Repeat the listing in full, word for word.
[begin Record excerpts]
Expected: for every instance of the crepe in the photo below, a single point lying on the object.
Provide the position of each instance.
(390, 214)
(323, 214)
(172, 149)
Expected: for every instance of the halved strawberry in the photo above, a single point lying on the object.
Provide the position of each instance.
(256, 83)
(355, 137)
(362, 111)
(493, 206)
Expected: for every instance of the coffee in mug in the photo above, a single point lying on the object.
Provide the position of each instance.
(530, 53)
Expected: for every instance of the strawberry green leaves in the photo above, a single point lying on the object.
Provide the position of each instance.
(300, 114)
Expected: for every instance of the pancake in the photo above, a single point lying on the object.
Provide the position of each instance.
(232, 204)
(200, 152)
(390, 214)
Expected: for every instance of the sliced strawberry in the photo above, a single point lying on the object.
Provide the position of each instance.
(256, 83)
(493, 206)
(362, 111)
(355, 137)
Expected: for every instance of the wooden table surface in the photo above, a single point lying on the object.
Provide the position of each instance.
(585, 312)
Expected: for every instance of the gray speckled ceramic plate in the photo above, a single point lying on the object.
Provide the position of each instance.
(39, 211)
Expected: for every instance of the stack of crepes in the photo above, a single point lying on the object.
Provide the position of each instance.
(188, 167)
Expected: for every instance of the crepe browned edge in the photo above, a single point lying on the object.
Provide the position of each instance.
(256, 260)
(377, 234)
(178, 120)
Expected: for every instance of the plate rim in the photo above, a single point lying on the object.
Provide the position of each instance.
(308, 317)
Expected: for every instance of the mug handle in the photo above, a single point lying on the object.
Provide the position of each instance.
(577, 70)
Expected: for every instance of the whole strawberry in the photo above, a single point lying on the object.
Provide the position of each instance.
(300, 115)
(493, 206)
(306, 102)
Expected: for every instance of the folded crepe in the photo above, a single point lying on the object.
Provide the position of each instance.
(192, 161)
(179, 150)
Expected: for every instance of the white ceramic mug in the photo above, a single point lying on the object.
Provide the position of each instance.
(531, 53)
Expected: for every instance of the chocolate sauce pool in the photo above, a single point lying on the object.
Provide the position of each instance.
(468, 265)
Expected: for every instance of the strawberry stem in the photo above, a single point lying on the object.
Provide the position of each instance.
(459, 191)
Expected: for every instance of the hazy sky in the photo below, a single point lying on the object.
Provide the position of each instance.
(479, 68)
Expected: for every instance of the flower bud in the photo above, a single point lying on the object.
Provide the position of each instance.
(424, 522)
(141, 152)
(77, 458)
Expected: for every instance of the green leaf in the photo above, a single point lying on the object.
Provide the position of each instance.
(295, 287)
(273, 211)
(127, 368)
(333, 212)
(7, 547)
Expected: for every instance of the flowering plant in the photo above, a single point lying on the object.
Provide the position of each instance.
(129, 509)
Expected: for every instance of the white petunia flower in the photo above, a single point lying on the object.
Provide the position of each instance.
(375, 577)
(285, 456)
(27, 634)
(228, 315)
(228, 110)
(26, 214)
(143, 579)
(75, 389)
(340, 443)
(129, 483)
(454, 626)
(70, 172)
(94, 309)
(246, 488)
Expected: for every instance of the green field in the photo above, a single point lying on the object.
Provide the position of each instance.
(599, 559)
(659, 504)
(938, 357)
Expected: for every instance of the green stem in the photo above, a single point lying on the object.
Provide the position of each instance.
[end Record excerpts]
Expected answer >>
Expected: for every instance of the crepe in the photo below, a single point lying on the object.
Provide the position of each instance.
(390, 214)
(323, 214)
(172, 149)
Expected: for every instance of the halved strawberry in the photo above, a single point lying on the object.
Provide the position of each instance.
(256, 83)
(355, 137)
(362, 111)
(493, 206)
Expected: for every instance of the coffee in mug in the photo above, a single point lying on the object.
Provide the position of each instance.
(530, 53)
Expected: for every instance of the strawberry green leaves in the photo above, a single point lying on the object.
Provide the position of each instance.
(300, 114)
Expected: for every instance of the pancake in the photo above, a single point lying on the object.
Provide the position of each instance.
(232, 204)
(200, 152)
(390, 214)
Expected: for every instance of the sliced strawberry in the photo above, a single point lying on the object.
Provide the position of each instance.
(256, 83)
(493, 206)
(362, 111)
(355, 137)
Expected: for every instance of the wooden table surface in the photo above, a single point lying on the object.
Provide the position of each instance.
(585, 312)
Expected: for every instance of the gray speckled ceramic plate in the photo above, a single point lying on the object.
Provide the position of each instance.
(39, 211)
Expected: for every instance of the stack of crepes in the photo above, a single point lying on the object.
Provide the position of each instance.
(188, 167)
Expected: for every instance of the crepe browned edge in the photo above, a single point lying on the object.
Provide the position of each instance.
(256, 260)
(377, 234)
(178, 120)
Expected: for every instance of the plate rim in the photo above, a single point lying on the object.
Provide the position of each instance.
(308, 317)
Expected: for every instance of the mug handle in the photo above, a single point lying on the object.
Provide the position of each instance.
(577, 70)
Expected: for every instance of the whole strawberry in the photo above, a single point lying on the object.
Provide the position of each instance.
(300, 115)
(493, 206)
(306, 102)
Expected: for every instance of the folded crepe in the photo above, a single point lying on the object.
Provide the position of each instance.
(192, 161)
(179, 150)
Expected: for every instance of the white ceramic mug in the photo above, a single point lying on the object.
Provide the position of each instance.
(531, 53)
Expected: for every instance of the chocolate sauce pool in the photo above, a single point lying on the object.
Provide the position of each instance.
(468, 265)
Expected: for every instance of the strawberry stem in the photo above, a single point lying on the object.
Provide the position of each instance.
(459, 191)
Expected: for every instance of the hazy sky in the photo below, a single point lying on the object.
Provide the position of each instance.
(479, 68)
Expected: for every instance of the flower bud in the photo above, a single point lying on the object.
Provide the position of each instance.
(424, 522)
(141, 152)
(77, 458)
Expected: for every instance of the green leaf in the photo above, a single point lying on the object.
Provide the position of each instance.
(295, 287)
(273, 211)
(127, 368)
(333, 212)
(7, 547)
Expected: for every instance of the flowering plant in the photo above, a single point lying on the object.
Provide the position of each instance.
(129, 509)
Expected: for every instance of the white petunia flower in the photo above, a single point lying on the object.
Provide the position of each instance.
(375, 577)
(285, 456)
(27, 634)
(228, 315)
(228, 110)
(26, 214)
(143, 579)
(75, 389)
(340, 443)
(129, 483)
(454, 626)
(70, 172)
(94, 309)
(246, 488)
Expected: for every instance of the green field in the photo above, a single point lying on the object.
Provide the position of each instance.
(599, 559)
(659, 504)
(938, 357)
Expected: for every instance of the green stem in the photo above, a single point lying on the object.
Provide the position of each instance.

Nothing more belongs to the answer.